Referring expression data:
====

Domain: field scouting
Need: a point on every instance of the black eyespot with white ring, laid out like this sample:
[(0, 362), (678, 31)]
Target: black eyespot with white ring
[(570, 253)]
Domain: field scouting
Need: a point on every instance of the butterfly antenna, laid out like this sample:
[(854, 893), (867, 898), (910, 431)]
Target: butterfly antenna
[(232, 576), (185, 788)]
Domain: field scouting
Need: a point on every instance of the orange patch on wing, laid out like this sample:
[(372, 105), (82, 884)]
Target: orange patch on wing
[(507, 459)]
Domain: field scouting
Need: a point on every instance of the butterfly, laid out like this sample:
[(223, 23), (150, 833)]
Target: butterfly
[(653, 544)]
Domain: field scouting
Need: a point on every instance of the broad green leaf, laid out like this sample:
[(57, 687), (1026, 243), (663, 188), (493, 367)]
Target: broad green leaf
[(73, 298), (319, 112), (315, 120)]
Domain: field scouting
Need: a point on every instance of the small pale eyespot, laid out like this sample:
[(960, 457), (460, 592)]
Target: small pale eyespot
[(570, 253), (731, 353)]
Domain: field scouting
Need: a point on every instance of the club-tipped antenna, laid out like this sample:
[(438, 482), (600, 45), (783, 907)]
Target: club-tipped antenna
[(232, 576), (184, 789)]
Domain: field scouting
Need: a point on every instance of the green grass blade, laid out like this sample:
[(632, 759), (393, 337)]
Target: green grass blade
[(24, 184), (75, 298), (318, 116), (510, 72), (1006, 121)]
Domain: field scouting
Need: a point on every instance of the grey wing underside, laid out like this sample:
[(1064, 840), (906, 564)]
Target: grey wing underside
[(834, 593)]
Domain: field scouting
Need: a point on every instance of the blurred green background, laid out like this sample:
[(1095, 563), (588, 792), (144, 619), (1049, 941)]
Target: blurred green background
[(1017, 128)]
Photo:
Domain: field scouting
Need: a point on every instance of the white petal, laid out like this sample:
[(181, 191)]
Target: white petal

====

**What the task requires:**
For each record above, give it again without a single change.

**Written response:**
Domain: field scouting
Need: a point on every instance of the black eyespot with white ring, laid out like this sample:
[(0, 362), (678, 31)]
Target: black eyespot with white ring
[(570, 253)]
Domain: field scouting
Need: a point on every instance of the butterfly antenna, laid out like this sample:
[(854, 893), (867, 898), (910, 431)]
Target: butterfly antenna
[(232, 576), (185, 788)]
Domain: field scouting
Need: a point on every instance of the orange patch on wing, laid out like this sample:
[(372, 105), (82, 884)]
Target: orange patch on wing
[(507, 459)]
Domain: field scouting
Need: a point on every instance of the butterfly, laid out like this sample:
[(223, 23), (150, 833)]
Target: butterfly
[(653, 544)]
Domain: field scouting
Need: a point on every instance of the broad green leaf, laid out like this sample:
[(57, 687), (1026, 243), (663, 188), (493, 367)]
Target: broad green leaf
[(73, 298), (319, 112), (315, 120)]
Domain: field scouting
Need: a point on every instance of the small pale eyespot, laid out like this sample:
[(960, 457), (460, 592)]
Target: small pale eyespot
[(570, 253), (731, 353)]
Domain: field scouting
Need: a point on every instance of the club-tipped antenna, laid out like this sample:
[(438, 482), (600, 45), (783, 907)]
Target: club-tipped antenna
[(232, 576), (184, 789)]
Domain: field scouting
Need: a point on every instance of the green grass blade, laid out like this sample:
[(632, 759), (393, 337)]
Target: green grass blade
[(24, 184), (75, 298), (318, 116), (510, 72), (1006, 121)]
Domain: field scouting
Need: a point on every instance of the grey wing underside, laid out like this sample:
[(1064, 840), (906, 564)]
Target: grey wing underside
[(834, 593)]
Domain: field scouting
Need: a point on every instance of the blurred green background, laid out like this sample:
[(1095, 563), (588, 792), (144, 619), (1049, 941)]
Target: blurred green background
[(1017, 128)]
Photo:
Domain: field scouting
Need: a point on every instance of the white petal, laid out like this sample:
[(181, 191)]
Target: white petal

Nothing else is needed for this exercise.